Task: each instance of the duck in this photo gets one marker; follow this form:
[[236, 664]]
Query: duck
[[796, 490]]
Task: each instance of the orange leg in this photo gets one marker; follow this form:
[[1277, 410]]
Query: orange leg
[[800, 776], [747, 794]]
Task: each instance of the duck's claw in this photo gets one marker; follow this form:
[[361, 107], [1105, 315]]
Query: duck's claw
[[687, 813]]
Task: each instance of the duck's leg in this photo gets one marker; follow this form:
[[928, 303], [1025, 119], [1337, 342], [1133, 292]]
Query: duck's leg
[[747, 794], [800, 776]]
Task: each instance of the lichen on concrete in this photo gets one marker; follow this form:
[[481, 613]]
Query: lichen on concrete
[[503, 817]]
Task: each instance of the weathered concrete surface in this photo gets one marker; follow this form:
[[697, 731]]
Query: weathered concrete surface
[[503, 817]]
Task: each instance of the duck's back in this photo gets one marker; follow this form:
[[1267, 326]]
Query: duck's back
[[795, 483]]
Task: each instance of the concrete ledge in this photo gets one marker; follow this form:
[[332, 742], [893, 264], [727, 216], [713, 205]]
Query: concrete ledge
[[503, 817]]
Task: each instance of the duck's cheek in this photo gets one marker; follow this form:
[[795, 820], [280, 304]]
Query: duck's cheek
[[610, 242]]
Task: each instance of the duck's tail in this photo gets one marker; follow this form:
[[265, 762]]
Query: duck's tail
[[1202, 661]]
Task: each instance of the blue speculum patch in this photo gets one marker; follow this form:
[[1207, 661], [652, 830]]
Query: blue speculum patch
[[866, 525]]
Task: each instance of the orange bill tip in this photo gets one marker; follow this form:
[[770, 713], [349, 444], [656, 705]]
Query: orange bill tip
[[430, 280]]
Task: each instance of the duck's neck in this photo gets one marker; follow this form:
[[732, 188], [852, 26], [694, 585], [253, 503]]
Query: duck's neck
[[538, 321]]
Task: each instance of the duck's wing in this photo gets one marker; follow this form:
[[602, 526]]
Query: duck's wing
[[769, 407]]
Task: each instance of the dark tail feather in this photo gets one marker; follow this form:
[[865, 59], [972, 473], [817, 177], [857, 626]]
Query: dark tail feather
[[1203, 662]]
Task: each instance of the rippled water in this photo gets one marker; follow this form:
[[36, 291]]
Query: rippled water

════

» **YOUR INSTRUCTIONS**: Copy the lines word for word, starting at the very first line and ending at the line that contains "[[747, 794], [800, 776]]", including both of those lines.

» **ANSWER FOR THIS EXERCISE**:
Task: each instance of the duck in this photo gets one marker; follow this form:
[[236, 664]]
Query: duck
[[796, 490]]
Task: each instance of the orange leg in this photo gets one marker; follow this form:
[[1277, 410]]
Query: orange leg
[[800, 776], [747, 794]]
Task: each instance of the duck's claw in this photo gets one marker; follow this form:
[[361, 107], [1105, 315]]
Query: duck's claw
[[687, 813]]
Task: each instance of the duck's leg in this photo gets one marker; follow this form:
[[928, 303], [1025, 119], [1337, 342], [1133, 292]]
Query: duck's leg
[[747, 794], [800, 776]]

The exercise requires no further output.